Pick out and copy every line of the rows below that contains the string "landing". Treat uppercase and lowercase letters as different.
* * * * * * * * *
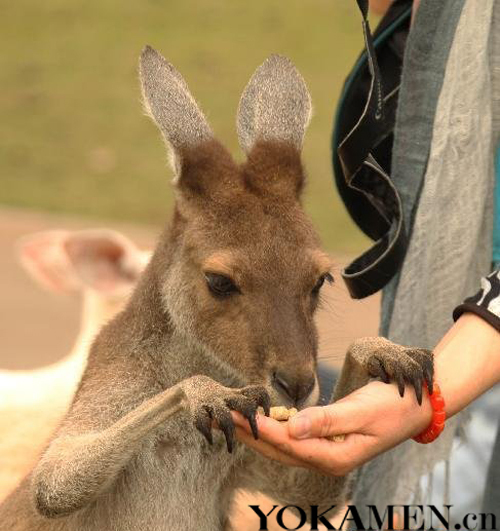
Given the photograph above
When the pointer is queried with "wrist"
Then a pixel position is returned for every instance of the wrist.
(467, 361)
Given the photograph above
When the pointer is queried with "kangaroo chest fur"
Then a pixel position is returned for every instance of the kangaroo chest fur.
(191, 491)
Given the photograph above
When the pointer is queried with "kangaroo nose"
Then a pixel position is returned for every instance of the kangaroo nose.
(294, 387)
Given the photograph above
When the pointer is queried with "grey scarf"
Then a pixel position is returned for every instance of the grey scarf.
(450, 247)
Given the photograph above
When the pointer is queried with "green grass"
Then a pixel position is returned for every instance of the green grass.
(72, 134)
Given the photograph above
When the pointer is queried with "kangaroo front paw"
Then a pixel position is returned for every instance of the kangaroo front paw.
(394, 363)
(210, 401)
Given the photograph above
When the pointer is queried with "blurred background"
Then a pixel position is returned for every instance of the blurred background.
(76, 150)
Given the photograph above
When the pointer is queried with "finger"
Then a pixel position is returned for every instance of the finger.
(323, 421)
(203, 423)
(377, 369)
(225, 422)
(268, 450)
(260, 396)
(398, 376)
(247, 408)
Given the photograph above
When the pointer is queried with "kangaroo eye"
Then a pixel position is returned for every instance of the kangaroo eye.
(220, 285)
(326, 277)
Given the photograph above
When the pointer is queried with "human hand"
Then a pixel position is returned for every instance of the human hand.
(373, 419)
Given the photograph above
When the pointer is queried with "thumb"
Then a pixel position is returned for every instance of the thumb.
(324, 421)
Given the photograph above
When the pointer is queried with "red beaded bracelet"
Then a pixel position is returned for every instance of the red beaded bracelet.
(433, 431)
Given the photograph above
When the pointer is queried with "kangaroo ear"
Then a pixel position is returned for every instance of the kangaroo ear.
(169, 103)
(275, 105)
(64, 261)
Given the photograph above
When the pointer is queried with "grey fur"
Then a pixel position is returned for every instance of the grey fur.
(169, 103)
(275, 105)
(129, 454)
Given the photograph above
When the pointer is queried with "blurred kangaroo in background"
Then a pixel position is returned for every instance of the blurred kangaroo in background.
(103, 266)
(222, 319)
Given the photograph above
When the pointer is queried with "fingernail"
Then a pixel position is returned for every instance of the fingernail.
(300, 426)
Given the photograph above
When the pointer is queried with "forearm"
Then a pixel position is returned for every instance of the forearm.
(467, 361)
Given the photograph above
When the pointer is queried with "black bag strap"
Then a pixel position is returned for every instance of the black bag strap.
(371, 271)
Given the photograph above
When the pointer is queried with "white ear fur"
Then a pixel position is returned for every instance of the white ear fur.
(103, 260)
(168, 101)
(275, 105)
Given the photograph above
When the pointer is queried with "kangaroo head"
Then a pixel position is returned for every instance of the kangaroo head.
(242, 263)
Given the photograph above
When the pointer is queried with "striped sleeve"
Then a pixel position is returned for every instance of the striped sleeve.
(486, 302)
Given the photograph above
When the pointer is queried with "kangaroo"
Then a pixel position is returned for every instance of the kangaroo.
(221, 320)
(103, 265)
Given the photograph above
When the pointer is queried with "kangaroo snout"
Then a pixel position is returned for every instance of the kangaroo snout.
(294, 386)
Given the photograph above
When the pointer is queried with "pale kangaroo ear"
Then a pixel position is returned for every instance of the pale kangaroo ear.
(169, 103)
(63, 261)
(105, 260)
(275, 105)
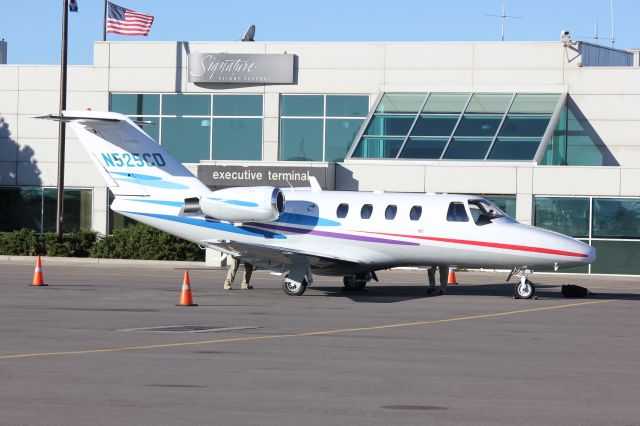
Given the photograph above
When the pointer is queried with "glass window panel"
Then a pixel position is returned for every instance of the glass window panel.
(153, 129)
(116, 220)
(443, 103)
(77, 207)
(237, 105)
(390, 212)
(581, 151)
(237, 139)
(482, 125)
(20, 208)
(339, 138)
(514, 149)
(467, 149)
(180, 104)
(187, 139)
(569, 216)
(506, 203)
(523, 126)
(378, 148)
(489, 103)
(135, 104)
(616, 218)
(302, 106)
(401, 103)
(347, 106)
(617, 257)
(49, 209)
(584, 146)
(390, 125)
(366, 211)
(434, 125)
(424, 148)
(556, 151)
(342, 210)
(301, 139)
(534, 103)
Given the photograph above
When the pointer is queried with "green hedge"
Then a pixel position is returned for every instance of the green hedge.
(144, 242)
(136, 242)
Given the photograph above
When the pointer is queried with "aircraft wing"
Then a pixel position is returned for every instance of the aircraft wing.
(282, 258)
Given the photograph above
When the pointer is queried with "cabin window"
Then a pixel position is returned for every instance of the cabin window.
(482, 212)
(342, 211)
(366, 211)
(415, 213)
(390, 212)
(457, 213)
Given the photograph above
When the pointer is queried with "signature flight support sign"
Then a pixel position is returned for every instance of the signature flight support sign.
(226, 176)
(240, 68)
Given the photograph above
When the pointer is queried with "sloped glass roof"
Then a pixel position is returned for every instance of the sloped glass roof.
(458, 126)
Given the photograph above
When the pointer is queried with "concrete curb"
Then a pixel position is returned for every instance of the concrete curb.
(118, 262)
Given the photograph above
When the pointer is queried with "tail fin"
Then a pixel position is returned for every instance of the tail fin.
(128, 159)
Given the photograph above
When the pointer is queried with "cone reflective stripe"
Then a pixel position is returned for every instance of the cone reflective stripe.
(452, 277)
(186, 298)
(38, 277)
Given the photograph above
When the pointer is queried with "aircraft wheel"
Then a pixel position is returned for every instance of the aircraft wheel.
(294, 288)
(525, 290)
(352, 283)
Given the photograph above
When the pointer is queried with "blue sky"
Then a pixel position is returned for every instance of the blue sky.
(32, 28)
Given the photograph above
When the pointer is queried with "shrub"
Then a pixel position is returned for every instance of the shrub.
(25, 242)
(144, 242)
(136, 242)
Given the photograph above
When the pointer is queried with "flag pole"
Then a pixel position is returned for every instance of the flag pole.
(104, 22)
(61, 128)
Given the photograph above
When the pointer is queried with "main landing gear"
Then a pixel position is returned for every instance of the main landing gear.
(294, 288)
(525, 288)
(358, 281)
(297, 279)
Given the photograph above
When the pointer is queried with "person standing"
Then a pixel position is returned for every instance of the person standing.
(444, 276)
(234, 264)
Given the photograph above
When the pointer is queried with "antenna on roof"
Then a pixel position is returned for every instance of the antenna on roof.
(250, 33)
(613, 35)
(503, 16)
(596, 36)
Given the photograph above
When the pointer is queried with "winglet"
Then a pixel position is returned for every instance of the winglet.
(315, 186)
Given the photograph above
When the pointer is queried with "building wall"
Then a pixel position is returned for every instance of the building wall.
(607, 100)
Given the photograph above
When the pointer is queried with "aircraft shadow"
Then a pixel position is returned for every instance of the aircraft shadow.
(399, 293)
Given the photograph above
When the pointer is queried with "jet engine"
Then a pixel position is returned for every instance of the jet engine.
(247, 204)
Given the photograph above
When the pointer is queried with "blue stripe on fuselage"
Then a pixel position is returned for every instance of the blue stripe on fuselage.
(218, 226)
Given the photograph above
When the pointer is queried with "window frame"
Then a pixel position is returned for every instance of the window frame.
(339, 209)
(364, 209)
* * * * * * * * *
## Response to the exercise
When the pointer is queried with "main landing gear"
Then a pixel position is returned for every instance of the main landing gear.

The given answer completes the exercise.